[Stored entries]
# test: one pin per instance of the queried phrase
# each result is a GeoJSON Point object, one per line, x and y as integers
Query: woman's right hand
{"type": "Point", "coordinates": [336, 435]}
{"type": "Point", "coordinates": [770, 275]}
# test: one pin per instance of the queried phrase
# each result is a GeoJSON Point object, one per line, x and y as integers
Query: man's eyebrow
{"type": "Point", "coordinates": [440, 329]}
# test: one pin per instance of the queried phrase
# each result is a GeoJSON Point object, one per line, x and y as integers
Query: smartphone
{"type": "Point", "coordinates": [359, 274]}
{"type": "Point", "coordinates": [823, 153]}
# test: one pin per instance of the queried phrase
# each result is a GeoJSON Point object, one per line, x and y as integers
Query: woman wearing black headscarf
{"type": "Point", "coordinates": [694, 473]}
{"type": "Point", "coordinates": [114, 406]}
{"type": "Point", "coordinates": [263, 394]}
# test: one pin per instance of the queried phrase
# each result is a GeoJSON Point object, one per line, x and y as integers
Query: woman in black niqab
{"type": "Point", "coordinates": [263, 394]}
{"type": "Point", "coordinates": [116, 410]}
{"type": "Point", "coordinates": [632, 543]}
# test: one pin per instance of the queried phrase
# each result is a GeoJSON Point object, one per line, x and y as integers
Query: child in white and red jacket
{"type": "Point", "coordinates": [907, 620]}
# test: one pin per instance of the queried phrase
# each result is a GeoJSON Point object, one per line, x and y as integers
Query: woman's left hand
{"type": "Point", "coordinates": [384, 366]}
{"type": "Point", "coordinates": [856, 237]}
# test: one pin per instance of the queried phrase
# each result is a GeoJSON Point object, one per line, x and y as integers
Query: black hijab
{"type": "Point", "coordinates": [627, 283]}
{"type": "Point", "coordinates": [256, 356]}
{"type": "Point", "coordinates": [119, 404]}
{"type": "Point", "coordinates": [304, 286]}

• **WORK REQUIRED**: Please rewrite every entry above as a two-column CSV with the header row text,answer. Give one row per entry, with its text and its answer each in its own quoted field and line breaks replaced by spaces.

• **THE RESULT**:
text,answer
"# test: one pin per instance of the queried phrase # each result is a GeoJSON Point object, one per line, x and y as integers Query: woman's right hand","{""type"": ""Point"", ""coordinates"": [336, 435]} {""type"": ""Point"", ""coordinates"": [770, 275]}"
"# test: one pin per instance of the queried phrase # each result is a GeoJSON Point object, one per line, x and y as integers Query: man's eyebrow","{""type"": ""Point"", ""coordinates"": [440, 329]}"
"# test: one pin per instance of the queried phrase # each result is a GeoJSON Point object, one per line, x and y as integers Query: smartphone","{""type"": ""Point"", ""coordinates"": [359, 274]} {""type"": ""Point"", ""coordinates"": [823, 153]}"
"# test: one pin per instance of the queried phrase # each result is a GeoJSON Point object, one per line, x and y as integers Query: woman wearing black headscarf","{""type"": ""Point"", ""coordinates"": [694, 473]} {""type"": ""Point"", ""coordinates"": [114, 406]} {""type"": ""Point"", ""coordinates"": [263, 394]}"
"# test: one pin per instance of the queried phrase # each result is a GeoJSON Point object, one per line, x and y as integers Query: woman in black niqab","{""type"": ""Point"", ""coordinates"": [263, 394]} {""type"": ""Point"", ""coordinates"": [116, 410]} {""type"": ""Point"", ""coordinates"": [632, 543]}"
"# test: one pin per instance of the queried phrase # each result is a GeoJSON Point object, one per line, x and y as integers Query: child in white and red jacket","{""type"": ""Point"", ""coordinates"": [907, 620]}"
"# test: one pin per instance of the queried phrase # each result is a GeoJSON Point object, one per line, x and y as integers Query: woman's left hand","{""type"": ""Point"", ""coordinates"": [384, 366]} {""type"": ""Point"", ""coordinates"": [856, 237]}"
"# test: one pin per instance of the queried phrase # each result is a GeoJSON Point object, one per line, x and y as integers Query: black hijab","{""type"": ""Point"", ""coordinates"": [627, 283]} {""type"": ""Point"", ""coordinates"": [256, 356]} {""type"": ""Point"", ""coordinates"": [119, 404]} {""type"": ""Point"", ""coordinates"": [304, 286]}"